TASK DESCRIPTION:
Report, as a number alone, how many lines below contain the string "mountain".

THE DATA:
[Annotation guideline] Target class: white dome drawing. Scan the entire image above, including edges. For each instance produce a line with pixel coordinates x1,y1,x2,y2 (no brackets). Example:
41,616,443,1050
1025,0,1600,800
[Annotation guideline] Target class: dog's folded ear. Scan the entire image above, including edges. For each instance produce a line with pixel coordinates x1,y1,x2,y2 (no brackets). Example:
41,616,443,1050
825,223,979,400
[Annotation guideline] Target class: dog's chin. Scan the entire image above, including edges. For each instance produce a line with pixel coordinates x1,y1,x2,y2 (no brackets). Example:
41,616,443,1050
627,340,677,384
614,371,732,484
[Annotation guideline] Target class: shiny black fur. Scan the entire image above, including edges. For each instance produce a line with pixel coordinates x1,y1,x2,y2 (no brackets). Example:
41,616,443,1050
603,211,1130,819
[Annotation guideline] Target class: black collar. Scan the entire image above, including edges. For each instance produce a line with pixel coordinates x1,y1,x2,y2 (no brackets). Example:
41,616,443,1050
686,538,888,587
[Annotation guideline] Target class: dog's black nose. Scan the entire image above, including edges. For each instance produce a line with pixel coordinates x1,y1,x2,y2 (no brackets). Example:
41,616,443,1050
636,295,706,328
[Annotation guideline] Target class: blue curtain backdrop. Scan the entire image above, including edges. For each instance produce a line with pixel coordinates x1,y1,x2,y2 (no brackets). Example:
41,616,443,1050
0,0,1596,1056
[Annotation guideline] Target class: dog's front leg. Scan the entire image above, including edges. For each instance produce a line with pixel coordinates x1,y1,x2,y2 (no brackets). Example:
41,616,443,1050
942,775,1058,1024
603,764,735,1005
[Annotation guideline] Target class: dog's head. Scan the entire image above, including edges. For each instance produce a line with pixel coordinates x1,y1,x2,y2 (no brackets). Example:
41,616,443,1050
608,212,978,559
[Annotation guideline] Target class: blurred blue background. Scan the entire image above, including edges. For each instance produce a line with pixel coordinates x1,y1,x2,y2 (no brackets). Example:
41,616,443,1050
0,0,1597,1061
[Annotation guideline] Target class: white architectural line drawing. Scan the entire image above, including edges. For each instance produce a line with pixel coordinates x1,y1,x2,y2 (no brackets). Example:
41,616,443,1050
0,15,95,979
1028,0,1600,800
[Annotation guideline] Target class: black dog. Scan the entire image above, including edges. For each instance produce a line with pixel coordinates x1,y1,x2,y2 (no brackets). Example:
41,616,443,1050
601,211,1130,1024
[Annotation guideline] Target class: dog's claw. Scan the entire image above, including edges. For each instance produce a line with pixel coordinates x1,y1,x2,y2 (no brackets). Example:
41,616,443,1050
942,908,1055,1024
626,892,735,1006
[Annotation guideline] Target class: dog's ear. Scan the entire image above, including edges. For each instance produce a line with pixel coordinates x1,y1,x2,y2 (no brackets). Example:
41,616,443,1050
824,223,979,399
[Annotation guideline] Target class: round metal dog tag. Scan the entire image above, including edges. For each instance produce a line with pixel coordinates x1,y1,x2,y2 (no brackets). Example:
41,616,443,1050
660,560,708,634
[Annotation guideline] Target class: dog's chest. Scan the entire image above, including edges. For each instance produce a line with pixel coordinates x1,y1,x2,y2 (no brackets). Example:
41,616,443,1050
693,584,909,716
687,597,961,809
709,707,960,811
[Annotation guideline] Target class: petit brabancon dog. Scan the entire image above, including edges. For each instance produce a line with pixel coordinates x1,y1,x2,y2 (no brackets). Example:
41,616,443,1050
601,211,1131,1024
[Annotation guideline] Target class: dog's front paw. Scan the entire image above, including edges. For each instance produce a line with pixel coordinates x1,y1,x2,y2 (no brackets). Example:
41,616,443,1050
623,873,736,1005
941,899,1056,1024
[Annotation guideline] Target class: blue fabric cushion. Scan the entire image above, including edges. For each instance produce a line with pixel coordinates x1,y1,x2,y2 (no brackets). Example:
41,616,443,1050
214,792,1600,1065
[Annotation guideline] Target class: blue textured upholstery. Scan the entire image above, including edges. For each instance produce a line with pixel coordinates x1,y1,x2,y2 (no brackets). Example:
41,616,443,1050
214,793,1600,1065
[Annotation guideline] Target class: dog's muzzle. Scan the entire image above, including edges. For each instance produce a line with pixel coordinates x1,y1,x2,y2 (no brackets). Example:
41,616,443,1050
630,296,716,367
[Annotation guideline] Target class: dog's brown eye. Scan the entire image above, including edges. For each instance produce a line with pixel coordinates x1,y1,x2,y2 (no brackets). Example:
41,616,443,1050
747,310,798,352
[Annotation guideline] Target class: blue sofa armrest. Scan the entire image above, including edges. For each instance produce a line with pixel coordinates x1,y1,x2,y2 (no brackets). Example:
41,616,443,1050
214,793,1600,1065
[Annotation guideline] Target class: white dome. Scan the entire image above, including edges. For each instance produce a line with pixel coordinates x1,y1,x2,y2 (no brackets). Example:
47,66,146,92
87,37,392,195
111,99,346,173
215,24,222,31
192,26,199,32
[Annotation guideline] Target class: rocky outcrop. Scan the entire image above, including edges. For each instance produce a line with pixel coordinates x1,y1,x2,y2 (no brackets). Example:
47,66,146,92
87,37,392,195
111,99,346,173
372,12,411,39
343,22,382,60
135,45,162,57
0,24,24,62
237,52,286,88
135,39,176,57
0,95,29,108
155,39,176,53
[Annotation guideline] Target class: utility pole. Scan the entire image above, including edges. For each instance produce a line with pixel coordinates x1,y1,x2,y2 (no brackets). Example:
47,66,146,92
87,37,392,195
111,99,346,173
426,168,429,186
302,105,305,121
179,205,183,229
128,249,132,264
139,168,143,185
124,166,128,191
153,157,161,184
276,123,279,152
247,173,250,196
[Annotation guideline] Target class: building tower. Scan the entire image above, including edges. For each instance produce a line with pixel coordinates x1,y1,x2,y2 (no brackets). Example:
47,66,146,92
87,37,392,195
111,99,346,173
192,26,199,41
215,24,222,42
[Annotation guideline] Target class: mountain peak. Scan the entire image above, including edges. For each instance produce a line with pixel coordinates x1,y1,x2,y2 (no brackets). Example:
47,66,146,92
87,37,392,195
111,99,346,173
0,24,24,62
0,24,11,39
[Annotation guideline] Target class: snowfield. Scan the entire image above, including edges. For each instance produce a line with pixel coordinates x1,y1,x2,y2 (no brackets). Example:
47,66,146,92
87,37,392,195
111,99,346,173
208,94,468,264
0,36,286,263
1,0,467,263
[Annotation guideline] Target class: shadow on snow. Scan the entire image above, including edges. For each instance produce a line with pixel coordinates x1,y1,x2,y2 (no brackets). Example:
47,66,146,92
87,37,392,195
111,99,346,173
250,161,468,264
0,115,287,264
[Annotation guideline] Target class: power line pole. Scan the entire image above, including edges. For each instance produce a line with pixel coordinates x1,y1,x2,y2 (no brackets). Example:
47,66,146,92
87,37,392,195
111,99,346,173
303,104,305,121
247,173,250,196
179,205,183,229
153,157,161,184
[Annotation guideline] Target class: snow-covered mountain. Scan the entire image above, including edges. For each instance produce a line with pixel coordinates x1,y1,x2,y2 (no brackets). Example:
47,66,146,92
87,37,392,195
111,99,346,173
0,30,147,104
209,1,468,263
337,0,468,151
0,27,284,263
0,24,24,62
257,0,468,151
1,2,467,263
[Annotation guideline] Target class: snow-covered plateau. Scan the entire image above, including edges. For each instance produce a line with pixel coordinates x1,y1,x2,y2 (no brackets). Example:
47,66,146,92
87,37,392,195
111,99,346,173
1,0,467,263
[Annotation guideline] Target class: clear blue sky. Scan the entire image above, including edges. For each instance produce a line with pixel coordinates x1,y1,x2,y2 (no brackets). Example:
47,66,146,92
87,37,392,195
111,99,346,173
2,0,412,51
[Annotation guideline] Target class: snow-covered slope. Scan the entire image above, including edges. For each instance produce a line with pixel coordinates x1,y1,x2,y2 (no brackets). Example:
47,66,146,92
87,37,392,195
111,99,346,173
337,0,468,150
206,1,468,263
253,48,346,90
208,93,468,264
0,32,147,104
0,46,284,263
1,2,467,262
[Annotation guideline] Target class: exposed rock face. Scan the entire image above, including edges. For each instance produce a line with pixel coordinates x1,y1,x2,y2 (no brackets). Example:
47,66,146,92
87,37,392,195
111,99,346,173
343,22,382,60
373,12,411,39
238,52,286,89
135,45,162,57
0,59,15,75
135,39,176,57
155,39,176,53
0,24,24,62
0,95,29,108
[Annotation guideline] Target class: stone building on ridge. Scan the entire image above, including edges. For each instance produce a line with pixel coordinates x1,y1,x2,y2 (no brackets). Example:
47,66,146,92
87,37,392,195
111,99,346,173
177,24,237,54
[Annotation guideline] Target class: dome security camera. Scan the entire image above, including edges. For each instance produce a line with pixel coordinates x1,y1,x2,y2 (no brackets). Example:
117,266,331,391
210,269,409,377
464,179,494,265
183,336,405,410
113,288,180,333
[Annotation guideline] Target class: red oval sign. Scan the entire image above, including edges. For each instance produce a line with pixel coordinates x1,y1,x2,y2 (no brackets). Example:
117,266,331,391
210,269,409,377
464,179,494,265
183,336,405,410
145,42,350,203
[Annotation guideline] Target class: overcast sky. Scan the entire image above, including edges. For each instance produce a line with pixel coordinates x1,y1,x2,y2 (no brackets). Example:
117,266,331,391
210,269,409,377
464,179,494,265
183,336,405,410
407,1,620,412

ANSWER SPACE:
2